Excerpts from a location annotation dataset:
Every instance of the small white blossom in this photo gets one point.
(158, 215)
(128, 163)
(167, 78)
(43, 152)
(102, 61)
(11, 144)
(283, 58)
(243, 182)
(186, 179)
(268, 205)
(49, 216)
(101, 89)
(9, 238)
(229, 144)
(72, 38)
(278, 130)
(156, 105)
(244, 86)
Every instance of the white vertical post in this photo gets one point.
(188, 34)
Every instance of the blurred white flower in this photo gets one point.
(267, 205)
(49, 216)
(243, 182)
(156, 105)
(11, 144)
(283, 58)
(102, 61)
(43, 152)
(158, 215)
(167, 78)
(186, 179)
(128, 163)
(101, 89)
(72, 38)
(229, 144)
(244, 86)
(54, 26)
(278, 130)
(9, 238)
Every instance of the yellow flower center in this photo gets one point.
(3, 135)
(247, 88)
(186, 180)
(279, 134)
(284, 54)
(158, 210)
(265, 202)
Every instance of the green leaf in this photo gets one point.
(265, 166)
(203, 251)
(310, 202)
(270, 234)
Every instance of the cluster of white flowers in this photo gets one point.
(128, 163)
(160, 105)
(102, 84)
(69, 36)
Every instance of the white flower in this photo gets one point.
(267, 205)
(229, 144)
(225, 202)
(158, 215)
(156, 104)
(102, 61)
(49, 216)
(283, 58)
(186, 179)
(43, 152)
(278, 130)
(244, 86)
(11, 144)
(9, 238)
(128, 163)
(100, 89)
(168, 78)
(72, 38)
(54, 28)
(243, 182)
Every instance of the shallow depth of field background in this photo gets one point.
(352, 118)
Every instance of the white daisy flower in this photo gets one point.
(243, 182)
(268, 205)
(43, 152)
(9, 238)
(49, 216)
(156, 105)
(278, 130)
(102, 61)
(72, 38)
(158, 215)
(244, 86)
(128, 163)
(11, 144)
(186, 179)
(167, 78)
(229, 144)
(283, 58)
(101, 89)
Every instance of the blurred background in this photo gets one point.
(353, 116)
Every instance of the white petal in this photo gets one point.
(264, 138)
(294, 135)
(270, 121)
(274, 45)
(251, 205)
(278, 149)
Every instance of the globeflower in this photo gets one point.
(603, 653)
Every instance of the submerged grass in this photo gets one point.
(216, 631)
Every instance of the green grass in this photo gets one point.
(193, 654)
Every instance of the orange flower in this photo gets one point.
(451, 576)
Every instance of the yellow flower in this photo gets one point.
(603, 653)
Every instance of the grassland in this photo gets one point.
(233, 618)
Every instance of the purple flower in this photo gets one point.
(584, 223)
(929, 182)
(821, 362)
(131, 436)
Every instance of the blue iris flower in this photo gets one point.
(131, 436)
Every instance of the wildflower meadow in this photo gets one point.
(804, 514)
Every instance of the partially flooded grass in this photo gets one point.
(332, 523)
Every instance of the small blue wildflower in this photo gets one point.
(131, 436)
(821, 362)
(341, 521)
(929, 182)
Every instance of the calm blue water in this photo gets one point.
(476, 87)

YOUR TASK –
Copy every item above word for word, keeping the original order.

ANSWER TO THIS PROBLEM –
Every instance of the small white blossom in this photo gets one point.
(158, 215)
(128, 163)
(167, 78)
(43, 152)
(102, 61)
(11, 144)
(283, 58)
(243, 182)
(186, 179)
(268, 205)
(49, 216)
(101, 89)
(9, 238)
(229, 144)
(72, 38)
(278, 130)
(156, 105)
(244, 86)
Every instance of the white vertical post in this photo gets one point.
(188, 34)
Every instance of the blurred white flower in this photo gets one point.
(267, 205)
(49, 216)
(243, 182)
(156, 105)
(11, 144)
(283, 58)
(102, 61)
(43, 152)
(158, 215)
(167, 78)
(186, 179)
(128, 163)
(101, 89)
(72, 38)
(229, 144)
(244, 86)
(54, 26)
(278, 130)
(9, 238)
Every instance of the yellow flower center in this photo gets one point.
(3, 135)
(247, 88)
(186, 180)
(279, 134)
(284, 54)
(158, 210)
(265, 202)
Every instance of the green leaf in this photo gets one point.
(265, 166)
(203, 251)
(310, 202)
(270, 234)
Every instance of the cluster of white flowers in this photo gets one point.
(128, 163)
(160, 105)
(102, 84)
(69, 36)
Every instance of the white flower in this photo gets one point.
(267, 205)
(229, 144)
(225, 202)
(158, 215)
(156, 104)
(102, 61)
(49, 216)
(283, 58)
(186, 179)
(43, 152)
(278, 130)
(244, 86)
(11, 144)
(9, 238)
(128, 163)
(100, 89)
(168, 78)
(72, 38)
(54, 28)
(243, 182)
Every instance of the shallow depth of field background in this photo gets one point.
(352, 118)
Every instance of the white daisy flower in this photo gets one point.
(243, 182)
(268, 205)
(43, 152)
(9, 238)
(49, 216)
(156, 105)
(278, 130)
(102, 61)
(72, 38)
(158, 215)
(244, 86)
(128, 163)
(11, 144)
(186, 179)
(167, 78)
(229, 144)
(283, 58)
(101, 89)
Every instance of the blurred background in this photo gets one point.
(353, 116)
Every instance of the white petal in this photo gets one point.
(264, 138)
(294, 135)
(270, 121)
(274, 45)
(251, 205)
(278, 149)
Every instance of the globeflower in this photo gets one point.
(603, 653)
Every instance of the submerged grass in this photo gets one point.
(216, 631)
Every instance of the green grass in this photo gets one point.
(193, 654)
Every instance of the orange flower in this photo gets one point.
(451, 576)
Every instance of the yellow flower in this photo gets one point.
(603, 653)
Every instance of the grassland in this photo gets one point.
(233, 618)
Every instance of the purple flower in this photo gets one point.
(584, 223)
(929, 182)
(821, 362)
(131, 436)
Every instance of the blue iris flower in this photo gets one point.
(131, 436)
Every instance of the wildflower meadow in this photo gets one point.
(804, 514)
Every instance of the partially flooded grass in this photo gets one point.
(332, 523)
Every instance of the small blue wildflower in this photo gets one point.
(131, 436)
(821, 362)
(341, 521)
(929, 182)
Every instance of the calm blue water in this photo gets one point.
(476, 87)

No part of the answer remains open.